TASK REQUIREMENTS: The required output is the exact run of lines below that opens at the line with "Habitat-count request: mark the church in" and closes at the line with "Target: horse-drawn cart".

[DATA LISTING Boundary: Start]

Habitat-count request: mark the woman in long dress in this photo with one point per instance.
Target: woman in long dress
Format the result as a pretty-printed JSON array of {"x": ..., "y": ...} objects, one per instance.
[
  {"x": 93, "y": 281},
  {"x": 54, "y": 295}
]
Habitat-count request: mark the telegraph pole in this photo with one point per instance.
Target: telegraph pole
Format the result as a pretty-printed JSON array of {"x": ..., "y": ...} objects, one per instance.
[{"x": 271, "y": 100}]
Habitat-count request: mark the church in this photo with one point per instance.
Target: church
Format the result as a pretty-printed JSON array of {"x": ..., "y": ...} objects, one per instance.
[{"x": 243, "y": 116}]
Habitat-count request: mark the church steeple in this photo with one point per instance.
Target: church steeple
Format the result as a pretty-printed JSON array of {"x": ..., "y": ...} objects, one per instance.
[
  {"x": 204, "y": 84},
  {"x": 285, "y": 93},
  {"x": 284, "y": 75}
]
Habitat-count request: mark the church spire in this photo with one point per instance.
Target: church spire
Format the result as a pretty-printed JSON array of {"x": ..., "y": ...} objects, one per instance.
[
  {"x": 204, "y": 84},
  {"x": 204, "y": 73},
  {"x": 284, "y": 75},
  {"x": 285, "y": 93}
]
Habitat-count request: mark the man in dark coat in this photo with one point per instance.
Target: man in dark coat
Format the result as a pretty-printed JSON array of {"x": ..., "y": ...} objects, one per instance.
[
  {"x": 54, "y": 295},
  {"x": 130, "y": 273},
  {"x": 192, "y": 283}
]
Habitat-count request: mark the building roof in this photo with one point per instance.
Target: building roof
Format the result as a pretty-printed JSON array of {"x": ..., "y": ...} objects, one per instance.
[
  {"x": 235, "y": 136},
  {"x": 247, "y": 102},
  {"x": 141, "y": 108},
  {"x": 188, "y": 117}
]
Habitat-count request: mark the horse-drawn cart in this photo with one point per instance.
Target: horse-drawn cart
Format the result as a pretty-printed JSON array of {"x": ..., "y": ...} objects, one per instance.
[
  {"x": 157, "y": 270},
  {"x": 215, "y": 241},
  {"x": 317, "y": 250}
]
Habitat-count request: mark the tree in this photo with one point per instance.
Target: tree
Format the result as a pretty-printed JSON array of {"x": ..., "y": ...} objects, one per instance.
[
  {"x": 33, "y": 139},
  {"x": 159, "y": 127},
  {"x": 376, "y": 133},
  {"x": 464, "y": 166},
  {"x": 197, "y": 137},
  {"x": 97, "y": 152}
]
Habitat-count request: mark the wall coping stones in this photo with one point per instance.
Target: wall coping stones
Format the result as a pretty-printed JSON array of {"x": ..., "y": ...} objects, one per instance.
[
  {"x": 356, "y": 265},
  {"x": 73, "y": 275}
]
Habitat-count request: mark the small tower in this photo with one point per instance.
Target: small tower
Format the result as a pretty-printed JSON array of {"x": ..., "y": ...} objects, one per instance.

[DATA LISTING Boundary: End]

RESPONSE BELOW:
Habitat-count request: mark the church in this photo with one point per instance.
Target: church
Format the result as a pretty-printed JSON array of {"x": ..., "y": ...} objects, one per instance.
[{"x": 243, "y": 116}]
Habitat-count request: mark the church steeple in this photo with one point per instance.
Target: church steeple
Format the result as a pretty-printed JSON array of {"x": ..., "y": ...} objects, one per instance.
[
  {"x": 204, "y": 84},
  {"x": 285, "y": 93},
  {"x": 284, "y": 75}
]
Habitat-count request: mark the church spire in this photo with one point per instance.
Target: church spire
Format the result as a pretty-printed JSON array of {"x": ..., "y": ...} objects, one per instance.
[
  {"x": 204, "y": 84},
  {"x": 204, "y": 73},
  {"x": 284, "y": 75},
  {"x": 285, "y": 93}
]
Habitat-count request: mark the man in dark coat in this photo with one point per instance.
Target: man in dark coat
Format the result as a pretty-printed JSON array of {"x": ..., "y": ...} objects, one per instance.
[
  {"x": 54, "y": 295},
  {"x": 130, "y": 273},
  {"x": 192, "y": 283}
]
Habitat-count request: mark the building roof in this photo with one point per instance.
Target: building roof
Format the result as a pretty-printed JSON array of {"x": ..., "y": ...} objects, one per instance.
[
  {"x": 235, "y": 136},
  {"x": 247, "y": 102},
  {"x": 141, "y": 108},
  {"x": 188, "y": 117}
]
Habitat-count request: mark the horse-drawn cart in this photo with one point per instance.
Target: horse-drawn cart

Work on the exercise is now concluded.